Rows from a pointing dataset -
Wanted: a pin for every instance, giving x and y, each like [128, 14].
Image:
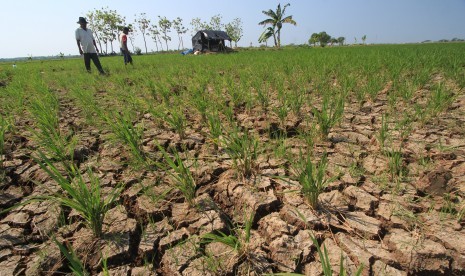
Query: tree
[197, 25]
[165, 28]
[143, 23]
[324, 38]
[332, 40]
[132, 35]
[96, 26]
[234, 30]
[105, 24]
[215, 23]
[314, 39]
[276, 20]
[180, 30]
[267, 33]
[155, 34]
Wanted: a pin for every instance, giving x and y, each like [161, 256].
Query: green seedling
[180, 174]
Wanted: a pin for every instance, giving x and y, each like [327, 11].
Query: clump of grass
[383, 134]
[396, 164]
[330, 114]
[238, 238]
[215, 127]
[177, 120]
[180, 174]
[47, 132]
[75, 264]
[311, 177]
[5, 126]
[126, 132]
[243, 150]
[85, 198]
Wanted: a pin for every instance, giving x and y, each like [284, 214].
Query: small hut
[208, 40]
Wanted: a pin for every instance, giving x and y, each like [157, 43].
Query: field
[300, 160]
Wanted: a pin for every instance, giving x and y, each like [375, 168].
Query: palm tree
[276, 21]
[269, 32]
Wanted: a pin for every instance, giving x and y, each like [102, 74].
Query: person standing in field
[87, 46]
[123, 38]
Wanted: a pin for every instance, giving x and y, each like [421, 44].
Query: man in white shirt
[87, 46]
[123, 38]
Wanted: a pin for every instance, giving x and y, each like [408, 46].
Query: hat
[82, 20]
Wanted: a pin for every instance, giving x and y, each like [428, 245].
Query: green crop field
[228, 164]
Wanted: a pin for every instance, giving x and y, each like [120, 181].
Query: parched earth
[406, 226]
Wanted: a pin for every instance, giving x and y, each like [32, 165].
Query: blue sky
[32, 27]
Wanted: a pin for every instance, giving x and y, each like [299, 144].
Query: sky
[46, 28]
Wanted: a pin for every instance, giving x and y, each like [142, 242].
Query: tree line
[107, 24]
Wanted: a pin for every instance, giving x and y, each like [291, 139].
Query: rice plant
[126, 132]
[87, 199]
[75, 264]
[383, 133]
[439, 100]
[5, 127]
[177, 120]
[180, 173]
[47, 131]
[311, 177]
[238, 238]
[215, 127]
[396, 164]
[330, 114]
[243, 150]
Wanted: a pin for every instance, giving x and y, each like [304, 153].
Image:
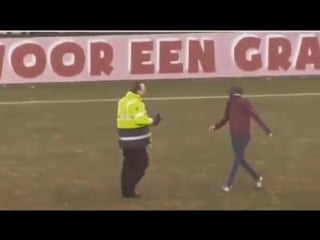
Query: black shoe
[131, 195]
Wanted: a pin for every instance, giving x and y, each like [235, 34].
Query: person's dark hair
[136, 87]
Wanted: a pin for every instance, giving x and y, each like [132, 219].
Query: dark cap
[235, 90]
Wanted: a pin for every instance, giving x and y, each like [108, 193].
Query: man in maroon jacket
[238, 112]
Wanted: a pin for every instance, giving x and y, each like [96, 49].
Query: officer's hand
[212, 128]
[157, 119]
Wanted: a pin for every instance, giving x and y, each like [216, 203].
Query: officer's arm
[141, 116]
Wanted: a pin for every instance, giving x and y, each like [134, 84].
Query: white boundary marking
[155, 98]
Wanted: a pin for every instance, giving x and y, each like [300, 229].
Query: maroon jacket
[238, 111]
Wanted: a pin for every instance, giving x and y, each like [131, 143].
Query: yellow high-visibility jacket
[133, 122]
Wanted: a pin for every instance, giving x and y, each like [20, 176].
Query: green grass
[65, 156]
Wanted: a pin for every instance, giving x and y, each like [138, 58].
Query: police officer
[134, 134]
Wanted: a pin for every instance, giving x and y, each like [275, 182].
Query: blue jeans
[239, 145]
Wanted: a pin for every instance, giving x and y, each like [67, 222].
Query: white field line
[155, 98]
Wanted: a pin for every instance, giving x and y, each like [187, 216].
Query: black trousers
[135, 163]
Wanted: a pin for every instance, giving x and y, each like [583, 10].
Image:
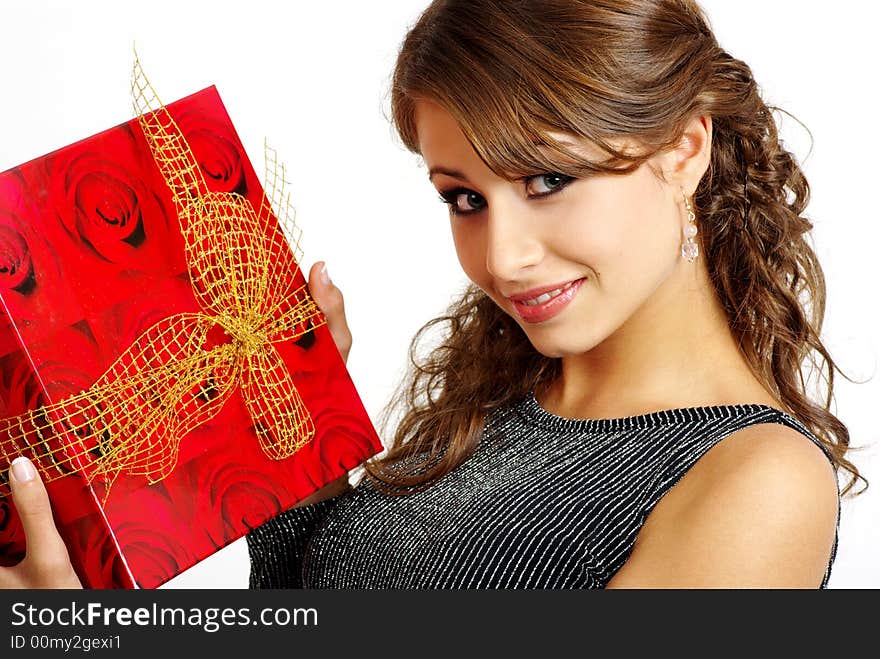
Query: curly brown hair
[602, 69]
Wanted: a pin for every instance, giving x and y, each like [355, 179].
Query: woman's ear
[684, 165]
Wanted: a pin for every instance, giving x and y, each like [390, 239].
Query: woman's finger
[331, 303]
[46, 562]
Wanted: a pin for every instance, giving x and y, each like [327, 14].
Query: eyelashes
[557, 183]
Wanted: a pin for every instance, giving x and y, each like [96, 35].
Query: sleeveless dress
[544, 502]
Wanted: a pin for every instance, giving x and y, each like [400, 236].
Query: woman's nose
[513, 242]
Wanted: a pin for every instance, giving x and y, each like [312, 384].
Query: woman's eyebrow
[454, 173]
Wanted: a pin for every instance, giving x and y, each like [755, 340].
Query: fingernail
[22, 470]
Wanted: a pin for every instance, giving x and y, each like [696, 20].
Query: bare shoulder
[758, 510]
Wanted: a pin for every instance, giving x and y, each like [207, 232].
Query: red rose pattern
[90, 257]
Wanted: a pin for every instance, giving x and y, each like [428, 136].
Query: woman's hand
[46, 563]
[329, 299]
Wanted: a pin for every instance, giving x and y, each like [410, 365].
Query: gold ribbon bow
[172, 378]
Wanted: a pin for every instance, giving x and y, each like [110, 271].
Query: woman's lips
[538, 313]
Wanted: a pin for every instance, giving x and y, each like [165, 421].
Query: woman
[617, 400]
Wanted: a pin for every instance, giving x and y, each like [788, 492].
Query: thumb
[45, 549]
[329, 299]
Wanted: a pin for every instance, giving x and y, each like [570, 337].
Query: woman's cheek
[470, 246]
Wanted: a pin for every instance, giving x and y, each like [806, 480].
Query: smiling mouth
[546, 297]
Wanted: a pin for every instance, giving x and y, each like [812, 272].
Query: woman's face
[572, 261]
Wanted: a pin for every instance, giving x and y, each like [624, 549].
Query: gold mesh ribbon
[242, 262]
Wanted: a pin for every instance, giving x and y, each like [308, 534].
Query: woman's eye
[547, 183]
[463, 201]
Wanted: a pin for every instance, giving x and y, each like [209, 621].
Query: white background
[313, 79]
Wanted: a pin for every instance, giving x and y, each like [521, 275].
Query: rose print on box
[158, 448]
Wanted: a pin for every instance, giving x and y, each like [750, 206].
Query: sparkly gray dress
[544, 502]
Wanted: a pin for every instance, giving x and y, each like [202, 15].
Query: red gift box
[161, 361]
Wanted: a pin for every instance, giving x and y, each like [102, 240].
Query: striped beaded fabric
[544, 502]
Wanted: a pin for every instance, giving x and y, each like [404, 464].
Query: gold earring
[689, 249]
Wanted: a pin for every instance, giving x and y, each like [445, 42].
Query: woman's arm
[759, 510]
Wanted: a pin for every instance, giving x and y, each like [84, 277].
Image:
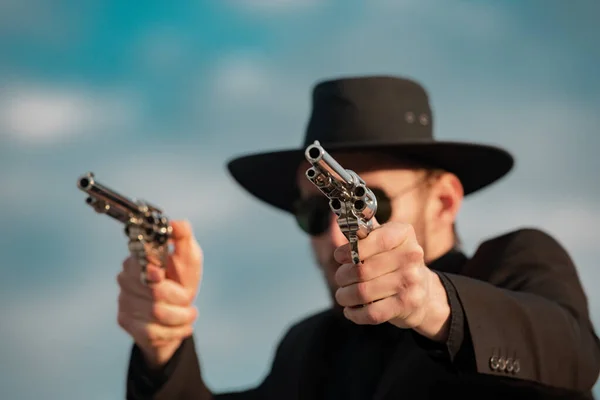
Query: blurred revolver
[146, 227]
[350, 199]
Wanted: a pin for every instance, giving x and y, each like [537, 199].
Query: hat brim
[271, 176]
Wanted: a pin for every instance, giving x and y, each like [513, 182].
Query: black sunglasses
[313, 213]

DESCRIPTION OF THE TASK -
Return all of the data above word for word, line by line, but leave out the pictures.

RESPONSE FOR THIS EXERCISE -
Wanted: a pin for every instance, giving x and y, each like [128, 14].
Image:
Query: tree
[197, 25]
[165, 28]
[143, 23]
[324, 38]
[332, 40]
[132, 35]
[96, 26]
[234, 30]
[105, 24]
[215, 23]
[314, 39]
[276, 20]
[180, 30]
[267, 33]
[155, 34]
Wanted: a pin for every instance, giving x and y, each like [161, 256].
Query: green seedling
[180, 174]
Wanted: a pin for every instance, giving x and y, each like [327, 11].
Query: clump of grass
[383, 134]
[396, 164]
[330, 114]
[238, 238]
[215, 127]
[177, 120]
[180, 174]
[47, 132]
[75, 264]
[311, 177]
[5, 126]
[126, 132]
[243, 150]
[85, 198]
Wanted: a pin for every instance, giving x and y, each like [284, 214].
Query: small hut
[208, 40]
Wanted: a pin for every instance, giving x and y, each like [157, 43].
Query: field
[300, 160]
Wanted: a pin for every instance, giving x and y, each like [375, 168].
Query: palm tree
[276, 21]
[269, 32]
Wanted: a pin for every instance, giving x and y, each like [102, 74].
Query: person standing in field
[87, 46]
[123, 38]
Wanted: a pin for every instance, giving x and y, each like [421, 44].
Query: man in white shirt
[87, 46]
[123, 38]
Wanted: a pin for every instance, giving x and y, each like [408, 46].
Query: hat
[82, 20]
Wanted: a pin for every instance, giving x and y, each like [428, 245].
Query: green crop field
[228, 164]
Wanted: a pin for every instance, giving x and y, each like [120, 181].
Query: parched earth
[406, 226]
Wanted: a pin for every instance, giving x and y, each like [32, 165].
Query: blue sky
[32, 27]
Wanted: a pin for every instance, giving x and y, each like [299, 144].
Query: sky
[46, 28]
Wanted: a pin for every instance, giving x and y, each like [142, 242].
Query: tree line
[107, 24]
Wanted: a pin for every instance, giving x and y, each like [291, 139].
Query: rice plant
[126, 132]
[87, 199]
[75, 264]
[383, 133]
[439, 100]
[5, 127]
[177, 120]
[180, 173]
[47, 131]
[311, 177]
[238, 238]
[215, 127]
[396, 164]
[330, 114]
[243, 150]
Wanted: a pin for every instance, giving x and y, each like [304, 153].
Image:
Query: black shoe
[131, 195]
Wanted: a pin for every instance, giving x and y, each like [235, 34].
Query: person's dark hair
[136, 87]
Wanted: a pin for every instance, giving x and y, each like [132, 219].
Query: dark cap
[235, 90]
Wanted: a pin for every instance, giving x and y, each like [108, 193].
Query: man in maroon jacket
[238, 112]
Wanted: a pin for every instance, giving x and y, each like [96, 49].
Query: officer's hand
[212, 128]
[157, 119]
Wanted: a pin for every instance, giving x and y, each like [216, 203].
Query: officer's arm
[141, 116]
Wanted: a pin for every instance, giving x and y, each like [134, 84].
Query: white boundary marking
[155, 98]
Wanted: a pin for every instance, giving x and y, each like [300, 229].
Query: maroon jacket
[238, 111]
Wanted: a pin for every instance, giving x and y, each like [131, 143].
Query: yellow high-visibility jacket
[133, 122]
Wanted: a pin for every instance, giving x and y, each like [20, 176].
Query: green grass
[65, 156]
Wanted: a pin for every instance, giving x and y, each like [138, 58].
Query: police officer
[134, 134]
Wanted: a pin for every instance, giving x and y, each like [275, 182].
Query: blue jeans
[239, 145]
Wanted: a pin for every instance, giving x and y, each like [67, 222].
Query: white field line
[155, 98]
Wanted: a pin for every instance, giving x and y, each like [187, 216].
Query: black trousers
[135, 163]
Wanted: a pin for every instance, giving x and y, each like [583, 10].
Image:
Query: curly brown hair
[602, 69]
Wanted: a pin for every instance, giving x and y, each like [355, 179].
Query: woman's ear
[684, 165]
Wanted: a pin for every instance, giving x and y, each like [390, 239].
Query: woman's finger
[331, 303]
[46, 562]
Wanted: a pin for every instance, giving x and y, each like [327, 14].
Query: eyelashes
[557, 183]
Wanted: a pin for every instance, giving x and y, each like [96, 35].
Query: sleeveless dress
[544, 502]
Wanted: a pin for every instance, giving x and y, each like [400, 236].
Query: woman's nose
[513, 242]
Wanted: a pin for every instance, giving x and y, each like [312, 384].
Query: woman's eyebrow
[454, 173]
Wanted: a pin for every instance, giving x and y, each like [755, 340].
Query: fingernail
[22, 470]
Wanted: a pin for every instance, giving x and y, each like [696, 20].
Query: bare shoulder
[758, 510]
Wanted: a pin for every instance, giving x and y, each like [207, 232].
Query: red rose pattern
[90, 257]
Wanted: a pin for every instance, giving x and y, each like [428, 136].
Query: woman's hand
[46, 563]
[329, 299]
Wanted: a pin for every instance, giving x and y, each like [410, 365].
Query: gold ribbon bow
[172, 378]
Wanted: a pin for every instance, giving x and y, each like [110, 271].
Query: woman's lips
[538, 313]
Wanted: a pin for every instance, giving x and y, each like [165, 421].
Query: woman
[617, 400]
Wanted: a pin for every instance, giving x and y, each like [788, 492].
Query: thumb
[45, 549]
[329, 299]
Wanted: a pin for every instance, giving x and y, each like [570, 337].
Query: woman's cheek
[470, 246]
Wanted: a pin for every instance, giving x and y, each like [806, 480].
Query: smiling mouth
[546, 297]
Wanted: a pin for every instance, giving x and y, each like [812, 272].
Query: woman's face
[572, 261]
Wanted: a pin for every instance, giving x and y, each like [624, 549].
Query: gold mesh ribbon
[242, 262]
Wanted: a pin for every instance, giving x and y, each like [308, 534].
Query: woman's eye
[547, 183]
[463, 201]
Wanted: a pin for every instance, giving x and y, each like [209, 621].
Query: white background
[313, 79]
Wanted: a pin for every instance, giving x and y, each like [521, 275].
Query: rose print on box
[158, 448]
Wanted: a pin for every instance, giving x and y, each like [750, 206].
Query: sparkly gray dress
[544, 502]
Wanted: a pin for every instance, giving x and y, each like [202, 15].
Query: red gift box
[161, 361]
Wanted: a pin for every instance, giving x and y, each like [102, 240].
Query: striped beaded fabric
[544, 502]
Wanted: a pin for every instance, giving x and y, each like [404, 464].
Query: gold earring
[689, 249]
Wanted: a pin for every instance, giving x and y, each like [445, 42].
Query: woman's arm
[759, 510]
Wanted: a pin for every instance, giving x and y, each like [84, 277].
Image:
Query: blurred revolver
[146, 227]
[350, 199]
Wanted: a pin for every instance, giving x and y, each like [537, 199].
Query: hat brim
[271, 176]
Wanted: a pin for every instance, giving x and y, each like [513, 182].
Query: black sunglasses
[313, 213]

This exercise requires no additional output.